SHORT EXERCISE:
List every line in the items below that contains the string "target". Case matters: uppercase and lowercase letters count as different.

··· DATA ENTRIES

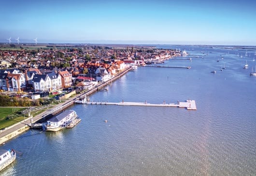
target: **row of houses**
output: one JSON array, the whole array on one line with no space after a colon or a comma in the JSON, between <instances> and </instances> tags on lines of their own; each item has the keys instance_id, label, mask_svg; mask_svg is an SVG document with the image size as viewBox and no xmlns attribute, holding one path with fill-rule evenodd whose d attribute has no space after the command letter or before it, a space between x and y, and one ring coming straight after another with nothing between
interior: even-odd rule
<instances>
[{"instance_id":1,"label":"row of houses","mask_svg":"<svg viewBox=\"0 0 256 176\"><path fill-rule=\"evenodd\" d=\"M0 71L0 89L20 91L31 88L34 91L53 91L74 85L90 89L98 81L105 82L126 68L123 61L118 61L113 65L90 63L82 68L87 69L86 74L80 72L72 74L69 69L40 70L28 68L25 72L17 69ZM79 84L79 83L81 83ZM91 88L92 88L92 87Z\"/></svg>"}]
</instances>

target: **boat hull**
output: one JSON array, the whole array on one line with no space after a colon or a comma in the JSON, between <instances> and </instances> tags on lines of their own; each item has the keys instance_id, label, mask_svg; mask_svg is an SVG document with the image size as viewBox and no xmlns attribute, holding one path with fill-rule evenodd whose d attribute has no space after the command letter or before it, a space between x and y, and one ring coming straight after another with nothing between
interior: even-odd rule
<instances>
[{"instance_id":1,"label":"boat hull","mask_svg":"<svg viewBox=\"0 0 256 176\"><path fill-rule=\"evenodd\" d=\"M4 169L15 161L15 159L16 159L16 153L15 153L14 155L12 154L12 157L9 158L4 163L0 164L0 171Z\"/></svg>"},{"instance_id":2,"label":"boat hull","mask_svg":"<svg viewBox=\"0 0 256 176\"><path fill-rule=\"evenodd\" d=\"M46 128L46 129L45 131L58 131L61 129L62 129L63 128L62 127L58 127L57 128Z\"/></svg>"}]
</instances>

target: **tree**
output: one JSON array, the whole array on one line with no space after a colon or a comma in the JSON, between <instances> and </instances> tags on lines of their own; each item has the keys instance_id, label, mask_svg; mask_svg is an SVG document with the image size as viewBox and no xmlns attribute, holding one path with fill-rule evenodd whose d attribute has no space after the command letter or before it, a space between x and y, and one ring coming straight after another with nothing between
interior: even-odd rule
<instances>
[{"instance_id":1,"label":"tree","mask_svg":"<svg viewBox=\"0 0 256 176\"><path fill-rule=\"evenodd\" d=\"M84 68L84 70L83 70L83 74L87 74L88 73L88 69L86 68Z\"/></svg>"},{"instance_id":2,"label":"tree","mask_svg":"<svg viewBox=\"0 0 256 176\"><path fill-rule=\"evenodd\" d=\"M62 52L58 52L57 56L58 58L64 58L64 54Z\"/></svg>"},{"instance_id":3,"label":"tree","mask_svg":"<svg viewBox=\"0 0 256 176\"><path fill-rule=\"evenodd\" d=\"M69 63L65 63L62 64L62 67L69 67L70 65Z\"/></svg>"}]
</instances>

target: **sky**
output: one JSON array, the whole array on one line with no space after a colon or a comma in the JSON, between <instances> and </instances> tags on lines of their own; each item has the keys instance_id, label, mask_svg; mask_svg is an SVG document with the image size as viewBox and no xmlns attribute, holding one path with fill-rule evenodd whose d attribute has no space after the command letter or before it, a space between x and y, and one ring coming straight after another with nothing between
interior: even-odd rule
<instances>
[{"instance_id":1,"label":"sky","mask_svg":"<svg viewBox=\"0 0 256 176\"><path fill-rule=\"evenodd\" d=\"M1 0L0 42L256 46L254 0Z\"/></svg>"}]
</instances>

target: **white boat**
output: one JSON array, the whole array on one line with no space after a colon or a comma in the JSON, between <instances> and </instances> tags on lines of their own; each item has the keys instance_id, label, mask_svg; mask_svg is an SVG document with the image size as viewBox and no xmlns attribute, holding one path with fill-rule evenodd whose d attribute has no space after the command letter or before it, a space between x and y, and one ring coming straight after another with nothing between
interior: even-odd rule
<instances>
[{"instance_id":1,"label":"white boat","mask_svg":"<svg viewBox=\"0 0 256 176\"><path fill-rule=\"evenodd\" d=\"M247 69L248 68L248 65L247 64L247 60L246 60L246 63L243 66L243 68Z\"/></svg>"},{"instance_id":2,"label":"white boat","mask_svg":"<svg viewBox=\"0 0 256 176\"><path fill-rule=\"evenodd\" d=\"M222 67L223 69L226 69L225 63L224 63L224 66Z\"/></svg>"},{"instance_id":3,"label":"white boat","mask_svg":"<svg viewBox=\"0 0 256 176\"><path fill-rule=\"evenodd\" d=\"M250 75L256 76L256 66L255 66L255 72L253 72L253 68L252 67L252 73L250 74Z\"/></svg>"},{"instance_id":4,"label":"white boat","mask_svg":"<svg viewBox=\"0 0 256 176\"><path fill-rule=\"evenodd\" d=\"M69 127L74 122L76 121L77 118L77 115L74 111L66 110L47 121L46 130L57 131Z\"/></svg>"},{"instance_id":5,"label":"white boat","mask_svg":"<svg viewBox=\"0 0 256 176\"><path fill-rule=\"evenodd\" d=\"M16 152L14 150L0 149L0 171L4 169L16 159Z\"/></svg>"}]
</instances>

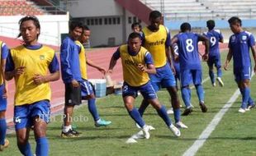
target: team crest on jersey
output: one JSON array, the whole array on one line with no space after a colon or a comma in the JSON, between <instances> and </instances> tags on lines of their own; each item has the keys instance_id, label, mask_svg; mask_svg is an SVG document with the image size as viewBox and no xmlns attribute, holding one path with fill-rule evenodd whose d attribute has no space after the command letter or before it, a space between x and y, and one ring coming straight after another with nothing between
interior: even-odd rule
<instances>
[{"instance_id":1,"label":"team crest on jersey","mask_svg":"<svg viewBox=\"0 0 256 156\"><path fill-rule=\"evenodd\" d=\"M40 60L44 60L45 59L45 55L40 55L39 57L40 57Z\"/></svg>"}]
</instances>

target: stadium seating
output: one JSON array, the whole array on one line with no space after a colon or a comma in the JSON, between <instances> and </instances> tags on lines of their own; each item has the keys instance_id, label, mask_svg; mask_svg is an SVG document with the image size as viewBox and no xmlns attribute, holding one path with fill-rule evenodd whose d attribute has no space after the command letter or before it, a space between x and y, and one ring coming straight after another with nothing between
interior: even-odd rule
<instances>
[{"instance_id":1,"label":"stadium seating","mask_svg":"<svg viewBox=\"0 0 256 156\"><path fill-rule=\"evenodd\" d=\"M238 16L241 19L256 16L256 0L140 0L153 10L164 11L171 21L193 21L213 18L226 20Z\"/></svg>"}]
</instances>

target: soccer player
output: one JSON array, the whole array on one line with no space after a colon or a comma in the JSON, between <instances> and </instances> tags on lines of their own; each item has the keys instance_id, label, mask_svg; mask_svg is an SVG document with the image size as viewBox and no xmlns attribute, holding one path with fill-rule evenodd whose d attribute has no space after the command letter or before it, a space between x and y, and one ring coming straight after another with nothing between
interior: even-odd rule
<instances>
[{"instance_id":1,"label":"soccer player","mask_svg":"<svg viewBox=\"0 0 256 156\"><path fill-rule=\"evenodd\" d=\"M211 78L212 86L216 86L215 76L213 71L213 65L217 69L217 78L216 80L219 85L223 87L224 83L221 80L222 71L221 71L221 62L220 62L220 53L219 48L219 42L223 43L223 36L220 30L215 30L215 21L213 20L209 20L206 21L208 27L208 31L204 32L203 35L206 36L210 40L210 53L207 64L209 67L209 76Z\"/></svg>"},{"instance_id":2,"label":"soccer player","mask_svg":"<svg viewBox=\"0 0 256 156\"><path fill-rule=\"evenodd\" d=\"M149 74L152 85L156 92L161 87L167 89L171 96L176 126L179 128L187 128L181 122L180 102L177 93L174 75L171 69L171 67L173 67L169 53L170 33L165 26L161 25L162 14L159 11L150 12L149 21L150 25L142 30L142 46L151 53L156 67L156 74ZM149 102L147 100L142 101L139 108L141 116L148 105Z\"/></svg>"},{"instance_id":3,"label":"soccer player","mask_svg":"<svg viewBox=\"0 0 256 156\"><path fill-rule=\"evenodd\" d=\"M204 60L207 60L209 53L209 40L206 37L191 32L189 23L181 25L181 33L174 36L171 44L178 44L178 59L180 62L180 75L182 85L182 97L186 105L183 115L188 115L192 112L192 105L190 103L191 90L189 85L193 82L199 99L199 105L201 112L207 112L207 108L204 102L204 90L201 85L201 66L199 58L198 42L205 42L206 52L202 56Z\"/></svg>"},{"instance_id":4,"label":"soccer player","mask_svg":"<svg viewBox=\"0 0 256 156\"><path fill-rule=\"evenodd\" d=\"M83 33L83 24L73 21L69 24L69 34L60 46L60 65L62 80L65 85L65 104L64 125L61 137L78 137L80 133L72 128L72 116L75 105L81 104L82 76L79 63L79 51L75 41Z\"/></svg>"},{"instance_id":5,"label":"soccer player","mask_svg":"<svg viewBox=\"0 0 256 156\"><path fill-rule=\"evenodd\" d=\"M46 138L50 121L51 91L49 82L59 79L59 66L55 51L37 42L40 25L34 16L22 17L20 34L24 44L11 48L7 59L5 78L14 78L14 123L20 152L33 155L29 140L31 126L36 141L36 155L48 155Z\"/></svg>"},{"instance_id":6,"label":"soccer player","mask_svg":"<svg viewBox=\"0 0 256 156\"><path fill-rule=\"evenodd\" d=\"M244 31L242 28L242 21L233 16L229 19L230 27L234 34L230 37L229 53L224 65L224 69L228 70L228 66L233 57L235 80L242 94L242 104L239 109L239 112L245 112L255 106L254 99L250 97L250 79L251 79L251 58L249 48L251 48L256 72L256 48L254 35Z\"/></svg>"},{"instance_id":7,"label":"soccer player","mask_svg":"<svg viewBox=\"0 0 256 156\"><path fill-rule=\"evenodd\" d=\"M82 99L88 100L88 109L92 116L93 117L95 126L108 126L111 123L111 122L105 121L102 119L99 114L97 113L96 104L95 104L96 99L95 99L94 89L93 89L92 83L90 83L88 80L87 64L97 69L102 74L105 74L106 71L104 68L93 63L93 62L92 62L86 57L85 49L83 46L83 44L86 43L89 39L91 31L87 25L83 25L83 30L82 35L79 37L78 41L76 41L76 44L78 46L80 71L81 71L81 76L82 76L82 82L80 83Z\"/></svg>"},{"instance_id":8,"label":"soccer player","mask_svg":"<svg viewBox=\"0 0 256 156\"><path fill-rule=\"evenodd\" d=\"M8 48L5 43L0 41L0 56L1 56L1 74L0 74L0 151L4 148L8 147L9 140L6 140L7 134L7 122L5 119L5 112L7 110L7 89L6 80L4 79L4 71L6 66L6 60L8 55Z\"/></svg>"},{"instance_id":9,"label":"soccer player","mask_svg":"<svg viewBox=\"0 0 256 156\"><path fill-rule=\"evenodd\" d=\"M128 45L121 45L113 54L108 68L109 73L112 72L120 57L124 78L122 86L123 101L130 117L142 128L145 137L149 139L150 136L149 126L145 123L138 110L134 107L134 102L139 90L145 100L147 100L156 109L174 135L180 136L179 130L172 124L165 107L159 103L156 93L149 81L148 74L155 74L156 71L150 53L147 49L141 47L140 34L131 33L129 35Z\"/></svg>"}]
</instances>

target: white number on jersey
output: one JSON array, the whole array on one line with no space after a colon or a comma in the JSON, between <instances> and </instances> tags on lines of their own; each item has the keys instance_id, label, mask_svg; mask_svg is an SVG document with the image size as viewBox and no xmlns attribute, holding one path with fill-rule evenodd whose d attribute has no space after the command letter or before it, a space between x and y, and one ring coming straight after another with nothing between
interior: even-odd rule
<instances>
[{"instance_id":1,"label":"white number on jersey","mask_svg":"<svg viewBox=\"0 0 256 156\"><path fill-rule=\"evenodd\" d=\"M187 39L186 44L187 52L192 53L194 50L193 40L192 39Z\"/></svg>"}]
</instances>

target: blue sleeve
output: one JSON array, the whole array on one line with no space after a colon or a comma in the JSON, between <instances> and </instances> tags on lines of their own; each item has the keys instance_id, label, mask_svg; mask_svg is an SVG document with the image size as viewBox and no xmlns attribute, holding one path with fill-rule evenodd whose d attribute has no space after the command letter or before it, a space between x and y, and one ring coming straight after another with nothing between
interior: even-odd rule
<instances>
[{"instance_id":1,"label":"blue sleeve","mask_svg":"<svg viewBox=\"0 0 256 156\"><path fill-rule=\"evenodd\" d=\"M153 58L149 52L147 52L145 55L145 62L146 64L154 64Z\"/></svg>"},{"instance_id":2,"label":"blue sleeve","mask_svg":"<svg viewBox=\"0 0 256 156\"><path fill-rule=\"evenodd\" d=\"M113 57L115 60L118 60L120 58L120 50L117 48L117 50L113 53Z\"/></svg>"},{"instance_id":3,"label":"blue sleeve","mask_svg":"<svg viewBox=\"0 0 256 156\"><path fill-rule=\"evenodd\" d=\"M10 51L8 51L8 55L7 57L7 62L6 62L6 67L5 67L5 71L12 71L15 69L15 65L12 60L12 54Z\"/></svg>"},{"instance_id":4,"label":"blue sleeve","mask_svg":"<svg viewBox=\"0 0 256 156\"><path fill-rule=\"evenodd\" d=\"M2 52L1 58L2 59L6 59L7 57L9 49L8 49L7 44L2 44L2 47L1 48L2 48L2 50L1 50L1 52Z\"/></svg>"},{"instance_id":5,"label":"blue sleeve","mask_svg":"<svg viewBox=\"0 0 256 156\"><path fill-rule=\"evenodd\" d=\"M55 54L48 68L50 73L54 73L54 72L56 72L57 71L59 71L59 65L56 54Z\"/></svg>"},{"instance_id":6,"label":"blue sleeve","mask_svg":"<svg viewBox=\"0 0 256 156\"><path fill-rule=\"evenodd\" d=\"M249 35L249 45L254 47L255 45L255 39L253 34Z\"/></svg>"},{"instance_id":7,"label":"blue sleeve","mask_svg":"<svg viewBox=\"0 0 256 156\"><path fill-rule=\"evenodd\" d=\"M64 74L65 78L71 81L73 80L73 76L70 66L72 49L69 42L69 39L64 39L60 46L60 65L61 71Z\"/></svg>"},{"instance_id":8,"label":"blue sleeve","mask_svg":"<svg viewBox=\"0 0 256 156\"><path fill-rule=\"evenodd\" d=\"M166 41L165 41L165 46L166 47L171 46L171 34L170 34L170 32L168 32L167 34L167 38L166 38Z\"/></svg>"}]
</instances>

······

ANSWER TO THIS EXERCISE:
target: **row of houses**
target: **boat hull**
target: **tree**
target: **sky**
target: **white boat**
target: team crest on jersey
target: stadium seating
target: soccer player
target: white number on jersey
target: blue sleeve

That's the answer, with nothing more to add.